━━━ Supplied passage ━━━

We are all Olympians. We can’t all swim fast or ski over those bump things or remember the words to our national anthem, but there is an Olympian in all of us. The kind of Olympics we participate in are not the kind that you see every four years, though. These are the kind of Olympics that we participate in on a regular basis, daily or at least weekly for most of us. I am talking about the Pain Olympics.
I’ve written here before about my disdain for the One-Upper – that person in your life who just has to go one better when it comes to crazy stories or bad experiences. We all hate that person. But when it comes to the Pain Olympics, we all are that person.
You have probably listened to a friend talk to you about some problem and while you feel bad for them and listen attentively, a small part of you is thinking that you would kill for the “problems” this other person is telling you about. You don’t wish them any ill will but you secretly wish you could tell them what you’ve gone through, to show them what true problems look like. You might not speak up but you think it and it starts to lead to some resentment.
But some people do speak up. Some people wait for your sentence to end just so they can one-up you with their life experiences. They tell you that you should thank your lucky stars that your only issues are the ones you just described because that sounds like a cakewalk compared to their own lives.
If you are one of those people, stop it. That’s enough out of you. I will pinch you. If you are not one of those people, play on.
It goes the other way, too. I meet a lot of other parents who have had kids in the NICU or who have medical/development issues. Sometimes we have a lot in common, but when they find out how early Josh was, or how much he is working to overcome his delay, they get quiet and start to explain that they know what they have gone through can never compare to what we went through.

━━━ Source material ━━━

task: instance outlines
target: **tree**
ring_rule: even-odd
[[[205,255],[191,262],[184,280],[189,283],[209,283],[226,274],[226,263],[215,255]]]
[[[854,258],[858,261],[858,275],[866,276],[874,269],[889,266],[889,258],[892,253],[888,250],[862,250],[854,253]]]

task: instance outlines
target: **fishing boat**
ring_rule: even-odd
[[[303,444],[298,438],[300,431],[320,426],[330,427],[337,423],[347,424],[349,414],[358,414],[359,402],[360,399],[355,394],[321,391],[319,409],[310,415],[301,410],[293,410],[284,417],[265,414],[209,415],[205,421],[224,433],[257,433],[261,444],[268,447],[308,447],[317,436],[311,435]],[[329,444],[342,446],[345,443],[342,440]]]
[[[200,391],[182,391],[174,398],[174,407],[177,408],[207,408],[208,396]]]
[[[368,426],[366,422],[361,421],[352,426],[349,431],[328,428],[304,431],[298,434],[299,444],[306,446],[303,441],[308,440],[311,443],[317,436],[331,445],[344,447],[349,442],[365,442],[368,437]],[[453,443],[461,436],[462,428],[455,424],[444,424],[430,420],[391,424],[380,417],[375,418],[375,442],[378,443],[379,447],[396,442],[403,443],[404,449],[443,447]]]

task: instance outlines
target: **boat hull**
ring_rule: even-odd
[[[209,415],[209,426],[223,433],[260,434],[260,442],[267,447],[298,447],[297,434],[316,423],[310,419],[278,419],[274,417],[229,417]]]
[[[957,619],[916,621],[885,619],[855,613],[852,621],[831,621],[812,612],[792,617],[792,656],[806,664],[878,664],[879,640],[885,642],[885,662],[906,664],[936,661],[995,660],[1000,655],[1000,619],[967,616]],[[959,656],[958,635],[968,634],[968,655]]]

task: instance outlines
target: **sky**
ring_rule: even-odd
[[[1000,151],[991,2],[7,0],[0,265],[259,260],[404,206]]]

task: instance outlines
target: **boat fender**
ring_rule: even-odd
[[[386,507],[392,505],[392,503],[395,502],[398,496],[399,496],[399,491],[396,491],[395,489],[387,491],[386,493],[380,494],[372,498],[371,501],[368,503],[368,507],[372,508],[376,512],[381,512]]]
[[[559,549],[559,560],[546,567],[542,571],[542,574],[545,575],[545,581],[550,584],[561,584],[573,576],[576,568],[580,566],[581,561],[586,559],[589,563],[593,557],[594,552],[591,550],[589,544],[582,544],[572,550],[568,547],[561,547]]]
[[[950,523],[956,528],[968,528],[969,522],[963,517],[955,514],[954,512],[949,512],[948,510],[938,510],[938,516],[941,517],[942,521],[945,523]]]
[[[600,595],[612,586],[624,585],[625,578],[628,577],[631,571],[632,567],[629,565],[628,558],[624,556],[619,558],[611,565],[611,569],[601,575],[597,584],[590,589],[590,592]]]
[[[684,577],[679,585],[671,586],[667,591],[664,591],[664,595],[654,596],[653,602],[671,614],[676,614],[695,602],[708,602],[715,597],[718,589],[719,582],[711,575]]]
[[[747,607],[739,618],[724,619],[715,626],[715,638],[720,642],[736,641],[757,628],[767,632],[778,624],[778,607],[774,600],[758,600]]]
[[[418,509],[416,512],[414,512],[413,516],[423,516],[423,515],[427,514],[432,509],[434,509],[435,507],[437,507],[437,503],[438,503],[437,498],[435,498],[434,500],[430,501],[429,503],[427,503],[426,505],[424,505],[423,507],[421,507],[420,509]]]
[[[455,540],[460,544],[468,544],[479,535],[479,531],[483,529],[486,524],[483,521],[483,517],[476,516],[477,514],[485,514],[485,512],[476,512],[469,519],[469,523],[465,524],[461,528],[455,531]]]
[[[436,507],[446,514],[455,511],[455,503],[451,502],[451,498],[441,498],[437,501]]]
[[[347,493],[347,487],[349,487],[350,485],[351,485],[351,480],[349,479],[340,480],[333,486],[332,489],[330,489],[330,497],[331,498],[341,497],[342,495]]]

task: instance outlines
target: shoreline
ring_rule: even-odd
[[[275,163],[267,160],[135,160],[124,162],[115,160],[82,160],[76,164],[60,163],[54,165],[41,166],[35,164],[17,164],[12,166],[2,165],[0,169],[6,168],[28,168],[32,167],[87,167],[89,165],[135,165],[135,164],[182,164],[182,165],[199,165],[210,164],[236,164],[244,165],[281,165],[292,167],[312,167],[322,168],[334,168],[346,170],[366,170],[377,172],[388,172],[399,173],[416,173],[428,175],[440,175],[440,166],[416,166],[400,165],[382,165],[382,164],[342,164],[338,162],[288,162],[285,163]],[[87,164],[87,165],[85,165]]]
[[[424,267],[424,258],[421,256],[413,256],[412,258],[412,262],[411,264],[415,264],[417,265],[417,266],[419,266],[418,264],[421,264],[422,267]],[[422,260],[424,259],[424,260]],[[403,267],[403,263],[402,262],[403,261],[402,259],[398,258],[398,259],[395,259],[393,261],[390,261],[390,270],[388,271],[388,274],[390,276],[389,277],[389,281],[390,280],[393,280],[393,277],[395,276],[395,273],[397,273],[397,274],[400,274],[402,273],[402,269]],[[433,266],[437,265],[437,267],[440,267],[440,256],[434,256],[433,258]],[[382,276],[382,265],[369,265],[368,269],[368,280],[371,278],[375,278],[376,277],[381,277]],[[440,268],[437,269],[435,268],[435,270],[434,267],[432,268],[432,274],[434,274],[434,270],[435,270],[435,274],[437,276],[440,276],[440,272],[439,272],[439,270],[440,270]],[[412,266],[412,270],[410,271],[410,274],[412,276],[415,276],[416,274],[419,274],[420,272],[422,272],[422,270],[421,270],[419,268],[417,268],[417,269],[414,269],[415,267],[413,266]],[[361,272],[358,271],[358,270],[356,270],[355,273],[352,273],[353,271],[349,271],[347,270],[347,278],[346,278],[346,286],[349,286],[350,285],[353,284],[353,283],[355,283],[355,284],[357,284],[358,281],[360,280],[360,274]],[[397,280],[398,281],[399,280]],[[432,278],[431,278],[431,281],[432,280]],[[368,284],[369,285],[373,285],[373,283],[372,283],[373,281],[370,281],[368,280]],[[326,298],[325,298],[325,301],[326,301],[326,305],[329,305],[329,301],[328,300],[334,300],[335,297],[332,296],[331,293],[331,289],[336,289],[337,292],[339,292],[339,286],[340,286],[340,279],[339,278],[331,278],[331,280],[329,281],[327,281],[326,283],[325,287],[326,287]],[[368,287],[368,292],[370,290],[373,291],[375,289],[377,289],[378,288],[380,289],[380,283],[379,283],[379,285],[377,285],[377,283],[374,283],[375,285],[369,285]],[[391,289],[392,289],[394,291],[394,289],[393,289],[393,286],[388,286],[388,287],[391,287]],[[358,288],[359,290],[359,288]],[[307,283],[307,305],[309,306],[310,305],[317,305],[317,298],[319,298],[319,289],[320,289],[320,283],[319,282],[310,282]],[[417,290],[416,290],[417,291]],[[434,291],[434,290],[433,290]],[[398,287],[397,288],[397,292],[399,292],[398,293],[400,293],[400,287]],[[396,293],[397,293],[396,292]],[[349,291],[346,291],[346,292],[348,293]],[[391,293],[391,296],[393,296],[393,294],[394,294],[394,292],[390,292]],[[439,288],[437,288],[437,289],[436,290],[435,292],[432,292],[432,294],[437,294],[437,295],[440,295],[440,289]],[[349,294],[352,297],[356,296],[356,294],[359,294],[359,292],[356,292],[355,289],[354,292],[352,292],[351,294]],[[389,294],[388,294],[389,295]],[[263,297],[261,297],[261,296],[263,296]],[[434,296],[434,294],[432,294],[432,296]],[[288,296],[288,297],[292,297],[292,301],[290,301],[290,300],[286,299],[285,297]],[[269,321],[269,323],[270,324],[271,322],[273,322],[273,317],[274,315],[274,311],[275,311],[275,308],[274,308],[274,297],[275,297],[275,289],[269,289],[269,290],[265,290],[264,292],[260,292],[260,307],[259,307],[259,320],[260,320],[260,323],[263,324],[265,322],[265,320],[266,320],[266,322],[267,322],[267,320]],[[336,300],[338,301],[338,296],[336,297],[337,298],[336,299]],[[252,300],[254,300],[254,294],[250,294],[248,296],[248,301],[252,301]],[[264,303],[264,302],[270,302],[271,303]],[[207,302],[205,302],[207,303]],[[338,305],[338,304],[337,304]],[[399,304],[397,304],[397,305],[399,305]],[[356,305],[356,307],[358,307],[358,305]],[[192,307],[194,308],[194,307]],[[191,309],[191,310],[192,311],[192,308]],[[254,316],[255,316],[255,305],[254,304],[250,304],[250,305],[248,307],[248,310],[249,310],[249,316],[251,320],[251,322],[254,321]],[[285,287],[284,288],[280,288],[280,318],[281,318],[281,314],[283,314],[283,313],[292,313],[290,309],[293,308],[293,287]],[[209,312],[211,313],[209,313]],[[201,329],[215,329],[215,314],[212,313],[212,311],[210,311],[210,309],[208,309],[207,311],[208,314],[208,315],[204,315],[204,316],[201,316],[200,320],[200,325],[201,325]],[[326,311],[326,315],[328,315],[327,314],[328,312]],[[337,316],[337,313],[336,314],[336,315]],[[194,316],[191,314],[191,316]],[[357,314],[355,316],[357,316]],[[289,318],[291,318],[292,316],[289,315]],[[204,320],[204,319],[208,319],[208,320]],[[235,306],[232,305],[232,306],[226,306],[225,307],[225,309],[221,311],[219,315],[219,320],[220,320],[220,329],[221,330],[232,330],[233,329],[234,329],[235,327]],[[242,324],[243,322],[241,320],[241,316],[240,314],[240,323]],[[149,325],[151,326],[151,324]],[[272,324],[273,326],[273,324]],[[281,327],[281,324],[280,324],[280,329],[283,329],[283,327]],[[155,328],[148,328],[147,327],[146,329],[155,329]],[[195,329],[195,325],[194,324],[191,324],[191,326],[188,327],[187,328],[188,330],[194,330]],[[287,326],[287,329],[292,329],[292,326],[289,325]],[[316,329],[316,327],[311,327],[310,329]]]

━━━

*Task list*:
a) List the things the piece on the Pain Olympics says we can't all do.
b) In the piece on the Pain Olympics, what does the writer threaten to do to people who one-up others' problems?
The records are not used in anything that follows.

*Written answers*:
a) Swim fast, ski over those bump things, and remember the words to our national anthem.

b) Pinch them.